[What to do]
Locate the line that contains "Tag a single point on each instance of the curly", then copy it and all later lines of the data below exactly, through the last one.

** Begin **

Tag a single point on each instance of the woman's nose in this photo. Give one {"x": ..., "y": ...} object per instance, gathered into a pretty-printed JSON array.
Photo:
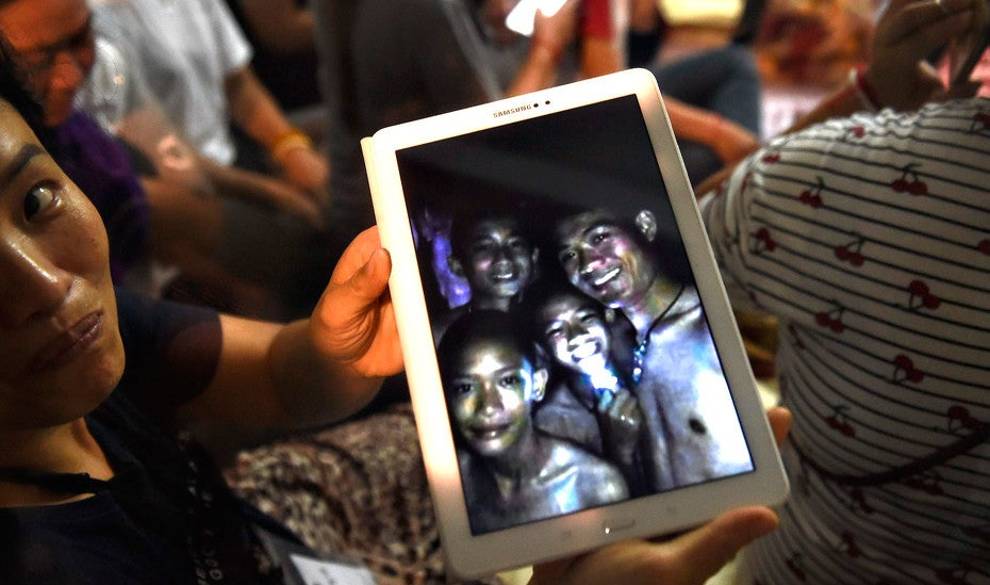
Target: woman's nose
[{"x": 31, "y": 285}]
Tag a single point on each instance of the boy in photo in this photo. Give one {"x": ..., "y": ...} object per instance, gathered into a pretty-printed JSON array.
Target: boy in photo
[
  {"x": 512, "y": 472},
  {"x": 591, "y": 404},
  {"x": 675, "y": 369}
]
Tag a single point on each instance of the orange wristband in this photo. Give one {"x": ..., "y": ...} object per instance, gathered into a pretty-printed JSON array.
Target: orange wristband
[{"x": 291, "y": 140}]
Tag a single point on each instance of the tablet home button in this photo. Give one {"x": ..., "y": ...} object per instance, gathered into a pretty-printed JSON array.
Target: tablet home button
[{"x": 614, "y": 526}]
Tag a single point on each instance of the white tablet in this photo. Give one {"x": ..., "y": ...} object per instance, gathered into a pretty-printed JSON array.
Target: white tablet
[{"x": 576, "y": 373}]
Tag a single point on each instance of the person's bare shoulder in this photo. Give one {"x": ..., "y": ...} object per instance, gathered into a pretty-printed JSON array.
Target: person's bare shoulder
[{"x": 598, "y": 481}]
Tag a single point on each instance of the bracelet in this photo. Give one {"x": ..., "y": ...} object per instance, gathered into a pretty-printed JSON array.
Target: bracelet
[
  {"x": 291, "y": 140},
  {"x": 865, "y": 91}
]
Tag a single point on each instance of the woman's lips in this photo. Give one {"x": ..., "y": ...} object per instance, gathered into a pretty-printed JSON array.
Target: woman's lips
[
  {"x": 601, "y": 278},
  {"x": 488, "y": 432},
  {"x": 70, "y": 344}
]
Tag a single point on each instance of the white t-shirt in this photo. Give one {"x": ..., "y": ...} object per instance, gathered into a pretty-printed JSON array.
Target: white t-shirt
[
  {"x": 183, "y": 51},
  {"x": 870, "y": 238}
]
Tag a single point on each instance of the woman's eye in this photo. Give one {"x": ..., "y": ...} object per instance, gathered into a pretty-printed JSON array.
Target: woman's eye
[
  {"x": 600, "y": 237},
  {"x": 462, "y": 388},
  {"x": 41, "y": 197},
  {"x": 510, "y": 380}
]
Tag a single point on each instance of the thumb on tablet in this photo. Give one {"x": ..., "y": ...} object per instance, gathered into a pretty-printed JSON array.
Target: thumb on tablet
[
  {"x": 707, "y": 549},
  {"x": 690, "y": 559}
]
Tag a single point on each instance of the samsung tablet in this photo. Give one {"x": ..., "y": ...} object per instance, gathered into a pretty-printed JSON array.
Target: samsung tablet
[{"x": 576, "y": 373}]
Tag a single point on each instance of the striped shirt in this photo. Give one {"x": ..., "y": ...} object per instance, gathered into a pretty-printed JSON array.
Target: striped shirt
[{"x": 869, "y": 237}]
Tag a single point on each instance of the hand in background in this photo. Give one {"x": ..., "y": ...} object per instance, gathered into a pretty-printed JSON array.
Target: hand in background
[
  {"x": 354, "y": 322},
  {"x": 909, "y": 31},
  {"x": 689, "y": 559},
  {"x": 291, "y": 200},
  {"x": 733, "y": 142},
  {"x": 307, "y": 170}
]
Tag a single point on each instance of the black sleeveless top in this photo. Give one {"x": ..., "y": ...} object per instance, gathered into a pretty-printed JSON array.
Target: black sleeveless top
[{"x": 166, "y": 517}]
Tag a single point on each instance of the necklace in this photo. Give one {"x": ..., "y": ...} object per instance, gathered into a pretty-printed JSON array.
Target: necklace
[{"x": 639, "y": 352}]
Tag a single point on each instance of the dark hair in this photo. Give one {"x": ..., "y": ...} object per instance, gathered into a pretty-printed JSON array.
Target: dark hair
[
  {"x": 14, "y": 91},
  {"x": 475, "y": 325},
  {"x": 464, "y": 225}
]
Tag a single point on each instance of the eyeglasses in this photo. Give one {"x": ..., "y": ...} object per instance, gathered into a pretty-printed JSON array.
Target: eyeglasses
[{"x": 38, "y": 63}]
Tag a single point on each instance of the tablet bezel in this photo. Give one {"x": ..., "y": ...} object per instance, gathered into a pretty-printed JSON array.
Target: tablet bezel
[{"x": 469, "y": 555}]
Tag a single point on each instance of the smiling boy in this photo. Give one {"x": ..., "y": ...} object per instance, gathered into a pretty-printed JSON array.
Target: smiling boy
[{"x": 513, "y": 472}]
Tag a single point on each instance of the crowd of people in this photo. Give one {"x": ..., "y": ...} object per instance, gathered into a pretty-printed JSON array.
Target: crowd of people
[{"x": 162, "y": 211}]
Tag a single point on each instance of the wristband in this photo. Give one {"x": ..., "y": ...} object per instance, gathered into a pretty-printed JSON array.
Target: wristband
[
  {"x": 865, "y": 91},
  {"x": 291, "y": 140}
]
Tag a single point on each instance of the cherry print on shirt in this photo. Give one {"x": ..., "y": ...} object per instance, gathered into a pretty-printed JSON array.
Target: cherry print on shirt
[
  {"x": 904, "y": 370},
  {"x": 921, "y": 296},
  {"x": 929, "y": 482},
  {"x": 909, "y": 181},
  {"x": 813, "y": 197},
  {"x": 981, "y": 533},
  {"x": 981, "y": 122},
  {"x": 852, "y": 252},
  {"x": 795, "y": 563}
]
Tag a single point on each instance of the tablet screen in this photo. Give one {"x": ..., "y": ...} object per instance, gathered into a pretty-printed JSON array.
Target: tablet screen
[{"x": 576, "y": 357}]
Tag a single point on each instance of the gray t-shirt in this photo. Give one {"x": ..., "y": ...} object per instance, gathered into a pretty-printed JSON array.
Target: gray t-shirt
[{"x": 385, "y": 62}]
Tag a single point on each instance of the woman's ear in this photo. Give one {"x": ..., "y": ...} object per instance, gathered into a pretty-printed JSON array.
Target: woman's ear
[
  {"x": 455, "y": 266},
  {"x": 646, "y": 222}
]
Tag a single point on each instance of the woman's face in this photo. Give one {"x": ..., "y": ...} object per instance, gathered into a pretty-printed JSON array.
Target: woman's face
[{"x": 60, "y": 349}]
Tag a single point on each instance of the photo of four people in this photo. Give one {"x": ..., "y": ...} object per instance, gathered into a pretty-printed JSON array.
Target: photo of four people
[{"x": 576, "y": 359}]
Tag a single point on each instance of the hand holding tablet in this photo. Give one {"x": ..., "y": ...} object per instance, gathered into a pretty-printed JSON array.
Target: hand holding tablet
[{"x": 576, "y": 373}]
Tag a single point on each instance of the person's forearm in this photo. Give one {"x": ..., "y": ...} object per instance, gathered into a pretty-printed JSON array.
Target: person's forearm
[
  {"x": 599, "y": 56},
  {"x": 281, "y": 25},
  {"x": 691, "y": 123},
  {"x": 313, "y": 390},
  {"x": 238, "y": 183},
  {"x": 254, "y": 109}
]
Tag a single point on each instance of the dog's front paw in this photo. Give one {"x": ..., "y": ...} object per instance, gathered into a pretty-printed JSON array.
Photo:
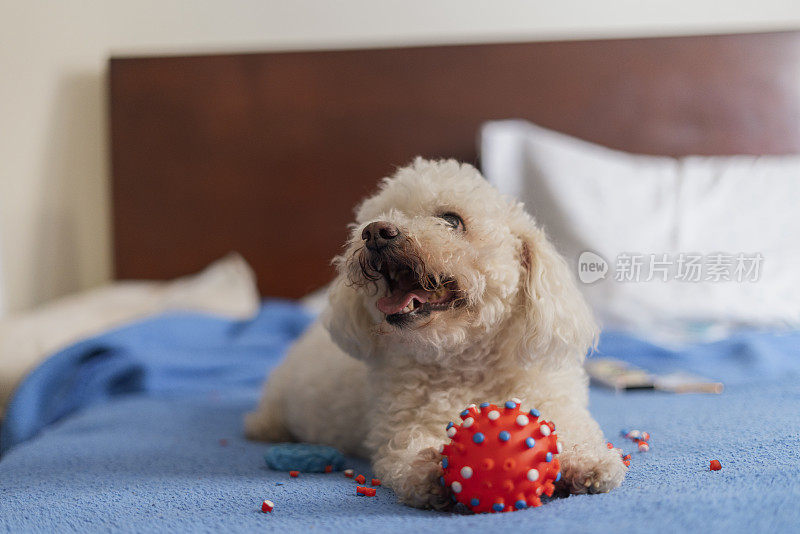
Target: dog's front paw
[
  {"x": 417, "y": 484},
  {"x": 586, "y": 470}
]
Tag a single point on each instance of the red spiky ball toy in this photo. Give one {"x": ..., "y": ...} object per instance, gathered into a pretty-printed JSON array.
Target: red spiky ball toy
[{"x": 500, "y": 459}]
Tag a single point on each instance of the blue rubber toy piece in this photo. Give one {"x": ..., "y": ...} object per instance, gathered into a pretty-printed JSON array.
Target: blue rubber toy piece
[{"x": 303, "y": 457}]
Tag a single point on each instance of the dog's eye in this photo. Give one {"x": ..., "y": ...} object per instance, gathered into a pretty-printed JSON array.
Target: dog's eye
[{"x": 453, "y": 219}]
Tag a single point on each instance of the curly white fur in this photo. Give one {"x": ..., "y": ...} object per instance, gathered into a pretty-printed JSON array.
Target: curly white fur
[{"x": 358, "y": 383}]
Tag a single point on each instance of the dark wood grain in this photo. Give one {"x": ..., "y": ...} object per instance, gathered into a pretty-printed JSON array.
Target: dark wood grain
[{"x": 268, "y": 153}]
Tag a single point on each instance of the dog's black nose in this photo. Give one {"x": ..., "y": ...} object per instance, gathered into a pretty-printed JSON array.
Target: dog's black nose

** End **

[Result]
Tag a single point on each instance of the curly white fur in this photo. Give one {"x": ..., "y": ...} object per instance, gathered into a pretty-printed JSON array.
Target: curly white fur
[{"x": 358, "y": 383}]
Tag a single point on each instance of the dark wood grain in this photo. Give one {"x": ..., "y": ...} object per instance, gathered into a pretty-printed JSON array.
Target: dark wood grain
[{"x": 268, "y": 153}]
Tag a single point on each instance of the dog's black nose in this photo. Give one {"x": ..., "y": ...} object per instance, gathered into a pretty-printed JSON array.
Target: dog's black nose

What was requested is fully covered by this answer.